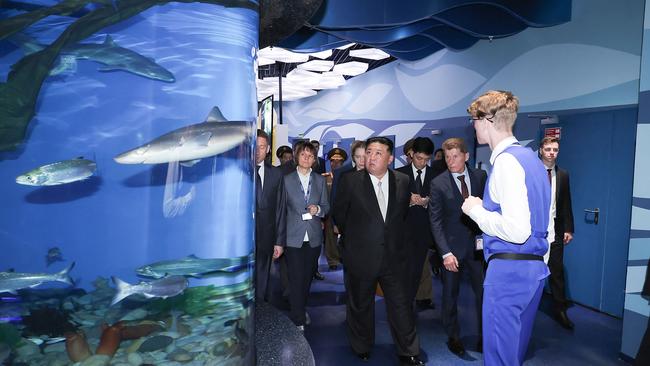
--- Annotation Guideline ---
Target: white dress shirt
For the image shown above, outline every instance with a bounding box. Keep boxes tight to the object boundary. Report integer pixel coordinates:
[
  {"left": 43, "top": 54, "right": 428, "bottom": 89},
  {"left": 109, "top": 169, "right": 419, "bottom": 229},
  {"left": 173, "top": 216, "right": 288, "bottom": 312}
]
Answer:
[
  {"left": 369, "top": 171, "right": 390, "bottom": 220},
  {"left": 451, "top": 167, "right": 472, "bottom": 196},
  {"left": 469, "top": 136, "right": 554, "bottom": 262},
  {"left": 544, "top": 164, "right": 557, "bottom": 219},
  {"left": 410, "top": 163, "right": 427, "bottom": 187},
  {"left": 296, "top": 168, "right": 312, "bottom": 241},
  {"left": 257, "top": 161, "right": 264, "bottom": 189}
]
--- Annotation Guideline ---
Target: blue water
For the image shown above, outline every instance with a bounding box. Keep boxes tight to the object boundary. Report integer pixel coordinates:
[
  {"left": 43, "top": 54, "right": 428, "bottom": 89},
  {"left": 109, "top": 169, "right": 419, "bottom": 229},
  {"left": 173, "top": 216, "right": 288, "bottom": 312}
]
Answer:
[{"left": 0, "top": 3, "right": 258, "bottom": 364}]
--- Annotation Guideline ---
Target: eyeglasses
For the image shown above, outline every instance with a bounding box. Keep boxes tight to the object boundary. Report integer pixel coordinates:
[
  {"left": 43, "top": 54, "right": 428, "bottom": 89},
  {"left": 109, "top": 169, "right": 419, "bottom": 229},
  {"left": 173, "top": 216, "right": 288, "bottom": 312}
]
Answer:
[{"left": 469, "top": 115, "right": 494, "bottom": 125}]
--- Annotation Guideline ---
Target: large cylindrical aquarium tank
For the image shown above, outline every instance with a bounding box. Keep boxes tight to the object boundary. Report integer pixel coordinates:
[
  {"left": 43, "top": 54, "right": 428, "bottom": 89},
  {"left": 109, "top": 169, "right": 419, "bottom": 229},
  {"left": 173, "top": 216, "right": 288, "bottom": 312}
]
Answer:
[{"left": 0, "top": 0, "right": 259, "bottom": 366}]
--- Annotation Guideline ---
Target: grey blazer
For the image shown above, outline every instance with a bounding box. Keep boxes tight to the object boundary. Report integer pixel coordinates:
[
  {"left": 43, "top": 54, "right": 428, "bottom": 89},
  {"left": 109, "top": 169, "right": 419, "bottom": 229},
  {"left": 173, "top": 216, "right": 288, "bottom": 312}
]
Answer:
[{"left": 280, "top": 170, "right": 330, "bottom": 248}]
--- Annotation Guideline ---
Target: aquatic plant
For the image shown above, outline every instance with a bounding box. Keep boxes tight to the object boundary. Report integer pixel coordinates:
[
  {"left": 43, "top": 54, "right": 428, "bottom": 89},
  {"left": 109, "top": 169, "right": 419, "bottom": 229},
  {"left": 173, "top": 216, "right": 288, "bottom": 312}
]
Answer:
[
  {"left": 0, "top": 323, "right": 22, "bottom": 349},
  {"left": 147, "top": 285, "right": 219, "bottom": 316},
  {"left": 23, "top": 307, "right": 77, "bottom": 337}
]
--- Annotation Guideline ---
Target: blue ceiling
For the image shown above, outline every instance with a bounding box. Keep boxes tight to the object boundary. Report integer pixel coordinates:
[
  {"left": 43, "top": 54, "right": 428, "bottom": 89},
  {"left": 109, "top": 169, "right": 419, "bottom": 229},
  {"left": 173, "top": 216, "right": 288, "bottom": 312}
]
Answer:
[{"left": 279, "top": 0, "right": 571, "bottom": 60}]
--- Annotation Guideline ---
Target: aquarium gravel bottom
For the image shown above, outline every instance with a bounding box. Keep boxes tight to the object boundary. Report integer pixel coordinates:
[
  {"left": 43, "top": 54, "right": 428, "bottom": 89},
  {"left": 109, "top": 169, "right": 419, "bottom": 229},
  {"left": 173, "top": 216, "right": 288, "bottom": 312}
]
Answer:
[{"left": 0, "top": 278, "right": 254, "bottom": 366}]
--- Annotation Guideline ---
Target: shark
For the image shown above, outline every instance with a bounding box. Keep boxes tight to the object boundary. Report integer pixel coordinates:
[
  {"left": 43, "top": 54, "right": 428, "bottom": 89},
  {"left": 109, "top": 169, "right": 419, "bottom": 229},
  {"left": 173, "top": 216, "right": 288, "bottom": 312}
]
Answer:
[
  {"left": 113, "top": 107, "right": 251, "bottom": 166},
  {"left": 111, "top": 276, "right": 189, "bottom": 305},
  {"left": 10, "top": 34, "right": 176, "bottom": 83},
  {"left": 136, "top": 254, "right": 253, "bottom": 279}
]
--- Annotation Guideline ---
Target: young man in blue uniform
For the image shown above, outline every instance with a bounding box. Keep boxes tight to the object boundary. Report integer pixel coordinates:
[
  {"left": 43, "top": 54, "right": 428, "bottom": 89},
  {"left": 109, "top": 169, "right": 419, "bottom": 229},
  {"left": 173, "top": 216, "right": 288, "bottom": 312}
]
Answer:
[{"left": 462, "top": 91, "right": 553, "bottom": 366}]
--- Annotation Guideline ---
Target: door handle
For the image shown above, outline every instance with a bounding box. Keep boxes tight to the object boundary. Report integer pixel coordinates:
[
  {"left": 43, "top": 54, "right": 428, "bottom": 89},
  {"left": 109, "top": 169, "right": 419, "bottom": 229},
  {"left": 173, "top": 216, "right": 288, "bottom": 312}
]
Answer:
[{"left": 585, "top": 207, "right": 600, "bottom": 225}]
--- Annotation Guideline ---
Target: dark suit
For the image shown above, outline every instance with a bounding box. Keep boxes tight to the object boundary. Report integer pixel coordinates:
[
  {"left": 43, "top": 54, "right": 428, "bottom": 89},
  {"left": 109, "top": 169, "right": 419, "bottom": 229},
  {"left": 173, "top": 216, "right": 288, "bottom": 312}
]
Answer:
[
  {"left": 397, "top": 163, "right": 434, "bottom": 301},
  {"left": 548, "top": 165, "right": 573, "bottom": 311},
  {"left": 255, "top": 163, "right": 285, "bottom": 301},
  {"left": 429, "top": 166, "right": 487, "bottom": 339},
  {"left": 332, "top": 170, "right": 420, "bottom": 356}
]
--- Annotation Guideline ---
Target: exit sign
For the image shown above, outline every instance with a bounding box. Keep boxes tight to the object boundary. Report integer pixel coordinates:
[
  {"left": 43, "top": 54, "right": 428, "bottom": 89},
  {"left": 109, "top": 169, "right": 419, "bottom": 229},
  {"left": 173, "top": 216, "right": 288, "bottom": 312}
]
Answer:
[{"left": 544, "top": 127, "right": 562, "bottom": 140}]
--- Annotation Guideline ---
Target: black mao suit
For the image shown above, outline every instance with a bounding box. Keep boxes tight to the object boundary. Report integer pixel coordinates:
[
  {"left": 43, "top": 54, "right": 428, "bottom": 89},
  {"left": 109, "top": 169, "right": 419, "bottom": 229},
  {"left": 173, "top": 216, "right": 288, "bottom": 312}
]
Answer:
[
  {"left": 332, "top": 170, "right": 420, "bottom": 356},
  {"left": 255, "top": 163, "right": 286, "bottom": 301},
  {"left": 397, "top": 164, "right": 440, "bottom": 301},
  {"left": 548, "top": 165, "right": 573, "bottom": 311},
  {"left": 429, "top": 166, "right": 487, "bottom": 339}
]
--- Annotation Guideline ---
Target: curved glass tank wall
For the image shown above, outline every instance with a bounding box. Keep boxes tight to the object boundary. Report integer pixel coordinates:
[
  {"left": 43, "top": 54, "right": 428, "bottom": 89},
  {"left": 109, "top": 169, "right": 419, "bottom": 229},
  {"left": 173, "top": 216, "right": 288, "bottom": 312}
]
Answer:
[{"left": 0, "top": 0, "right": 258, "bottom": 366}]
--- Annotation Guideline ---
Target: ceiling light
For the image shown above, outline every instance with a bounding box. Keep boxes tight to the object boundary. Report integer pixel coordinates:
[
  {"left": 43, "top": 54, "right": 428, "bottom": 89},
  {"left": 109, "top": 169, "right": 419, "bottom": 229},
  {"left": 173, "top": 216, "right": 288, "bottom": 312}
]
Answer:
[
  {"left": 287, "top": 68, "right": 323, "bottom": 88},
  {"left": 334, "top": 61, "right": 368, "bottom": 76},
  {"left": 257, "top": 57, "right": 275, "bottom": 66},
  {"left": 298, "top": 60, "right": 334, "bottom": 71},
  {"left": 313, "top": 72, "right": 345, "bottom": 90},
  {"left": 257, "top": 47, "right": 309, "bottom": 63},
  {"left": 309, "top": 50, "right": 332, "bottom": 60},
  {"left": 350, "top": 48, "right": 390, "bottom": 60},
  {"left": 336, "top": 43, "right": 356, "bottom": 50}
]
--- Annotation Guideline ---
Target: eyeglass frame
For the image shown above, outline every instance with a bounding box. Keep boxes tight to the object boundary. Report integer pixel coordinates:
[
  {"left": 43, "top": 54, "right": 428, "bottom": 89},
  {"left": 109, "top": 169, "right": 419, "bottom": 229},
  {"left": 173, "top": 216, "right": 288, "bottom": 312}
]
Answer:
[{"left": 469, "top": 114, "right": 495, "bottom": 125}]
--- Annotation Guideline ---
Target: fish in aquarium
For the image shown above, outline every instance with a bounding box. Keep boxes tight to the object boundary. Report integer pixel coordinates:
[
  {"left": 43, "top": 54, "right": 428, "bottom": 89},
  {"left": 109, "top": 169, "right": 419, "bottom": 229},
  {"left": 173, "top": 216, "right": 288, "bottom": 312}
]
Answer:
[
  {"left": 114, "top": 107, "right": 250, "bottom": 165},
  {"left": 45, "top": 247, "right": 63, "bottom": 267},
  {"left": 136, "top": 255, "right": 251, "bottom": 278},
  {"left": 111, "top": 276, "right": 189, "bottom": 305},
  {"left": 9, "top": 34, "right": 176, "bottom": 83},
  {"left": 0, "top": 262, "right": 74, "bottom": 294},
  {"left": 16, "top": 157, "right": 97, "bottom": 186}
]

___

EXERCISE: List every line in the entries above that contains the string "tank".

THE SOLUTION:
Target: large cylindrical aquarium tank
Target: curved glass tank wall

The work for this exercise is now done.